EXERCISE DETAILS:
Scan the listing for the word "head", and copy out each line where it is found.
PROVIDED MATERIAL section start
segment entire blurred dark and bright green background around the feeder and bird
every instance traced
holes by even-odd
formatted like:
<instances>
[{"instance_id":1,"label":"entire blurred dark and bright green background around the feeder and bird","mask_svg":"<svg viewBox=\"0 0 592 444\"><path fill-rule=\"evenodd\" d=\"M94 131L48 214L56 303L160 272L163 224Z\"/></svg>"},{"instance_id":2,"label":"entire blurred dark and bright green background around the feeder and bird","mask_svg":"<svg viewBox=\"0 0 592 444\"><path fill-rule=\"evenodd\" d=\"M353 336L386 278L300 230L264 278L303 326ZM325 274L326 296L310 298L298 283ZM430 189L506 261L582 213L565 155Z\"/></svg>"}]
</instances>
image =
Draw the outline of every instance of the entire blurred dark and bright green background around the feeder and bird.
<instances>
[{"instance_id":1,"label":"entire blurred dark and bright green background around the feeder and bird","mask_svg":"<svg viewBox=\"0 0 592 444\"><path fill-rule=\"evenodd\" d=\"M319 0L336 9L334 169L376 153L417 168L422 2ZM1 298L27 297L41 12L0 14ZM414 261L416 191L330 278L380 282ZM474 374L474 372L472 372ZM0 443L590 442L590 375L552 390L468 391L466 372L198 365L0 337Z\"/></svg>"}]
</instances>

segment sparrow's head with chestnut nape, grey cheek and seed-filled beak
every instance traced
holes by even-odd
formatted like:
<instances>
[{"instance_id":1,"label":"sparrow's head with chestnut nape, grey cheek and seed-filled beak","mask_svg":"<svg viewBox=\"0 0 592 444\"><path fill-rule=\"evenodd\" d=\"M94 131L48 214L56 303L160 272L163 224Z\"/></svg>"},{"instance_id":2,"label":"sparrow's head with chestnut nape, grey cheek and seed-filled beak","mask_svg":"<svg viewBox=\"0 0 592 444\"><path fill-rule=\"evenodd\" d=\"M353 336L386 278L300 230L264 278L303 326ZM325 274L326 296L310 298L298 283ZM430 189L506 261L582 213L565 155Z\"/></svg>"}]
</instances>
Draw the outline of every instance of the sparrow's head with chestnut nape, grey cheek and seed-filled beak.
PROVIDED MATERIAL section end
TASK ANSWER:
segment sparrow's head with chestnut nape, grey cheek and seed-filled beak
[{"instance_id":1,"label":"sparrow's head with chestnut nape, grey cheek and seed-filled beak","mask_svg":"<svg viewBox=\"0 0 592 444\"><path fill-rule=\"evenodd\" d=\"M94 131L48 214L56 303L160 272L163 224Z\"/></svg>"},{"instance_id":2,"label":"sparrow's head with chestnut nape, grey cheek and seed-filled beak","mask_svg":"<svg viewBox=\"0 0 592 444\"><path fill-rule=\"evenodd\" d=\"M353 336L386 278L300 230L264 278L303 326ZM325 274L326 296L310 298L298 283ZM430 189L506 261L582 213L565 155Z\"/></svg>"}]
Draw the outline of every instance of the sparrow's head with chestnut nape, grey cheek and seed-filled beak.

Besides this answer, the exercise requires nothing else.